** Opening Excerpted passage block **
Most lung cancers including non small cell lung cancer are incurable; the treatment aims at shrinking the tumor to prevent complications and relieve the symptoms in order to help patients live better and longer. Along with a healthy lifestyle, the therapies can help you live for years without major complications.
However, after treatment, non small cell lung cancer can recur or relapse any time; therefore, even if you feel good during the remission, it is important that you see your doctor regularly to evaluate your health.
To determine an appropriate treatment, your oncologist will consider your general health, age, and most importantly the stage of the tumor. In general, non small cell lung cancer is treated with one or an association of the following therapies:
To have complete access to your lungs, your surgeon may perform a thoracostomy, a major surgical intervention performed under general anesthesia. Your surgeon will open your chest wall or does incision between your ribs to fully expose your lungs. During the surgery, he removes part or the entire diseased lung. Depending on the extension of the tumor, the surgeon can also remove nearby lymph nodes. The goal of the surgery is to remove as much cancerous tissue as possible to reduce symptoms and help you live longer.
Surgery is the preferred treatment of non-small cell lung cancer stages I and II. Patients who have stage IIIB or IV cancer associated with pleural or neoplastic effusion are not candidates for surgery. The surgery should be performed in the absence of contraindications such as evidence of spread of the tumor outside the lungs, endobronchial tumor located too close to the trachea, and other serious illnesses: coronary artery disease, or respiratory failure due to chronic obstructive pulmonary disease (COPD).
Lung Cancer Chemotherapy
Chemotherapy is a cancer treatment consists of using strong chemical agents to destroy cancer cells or prevent them from multiplying. Chemotherapy drugs can be administered orally or intravenously. Similarly, chemotherapy treatment may consist of a single chemotherapeutic agent (monochemotherapy) or several chemotherapeutic agents (polychemotherapy).
The use of chemotherapy to treat a stage I or II non-small cell lung cancer can sometimes bring good results. When the chemotherapy is administered preoperatively and before radiotherapy, it can significantly reduce the tumor mass and increase remission and overall survival. Used after surgery, chemotherapy drugs attack and destroy cancer cells remaining from the surgery.
** Closing Excerpted passage block **
— Try it —
From the passage on lung cancer treatment, copy word for word the part that opens with the words containing "However, after treatment, non" and closes with "evaluate your health.".
** Opening Collected material block **
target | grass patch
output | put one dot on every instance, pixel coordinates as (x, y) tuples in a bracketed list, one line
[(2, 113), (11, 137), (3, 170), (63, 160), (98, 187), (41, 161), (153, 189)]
** Closing Collected material block **
— Problem solution —
However, after treatment, non small cell lung cancer can recur or relapse any time; therefore, even if you feel good during the remission, it is important that you see your doctor regularly to evaluate your health.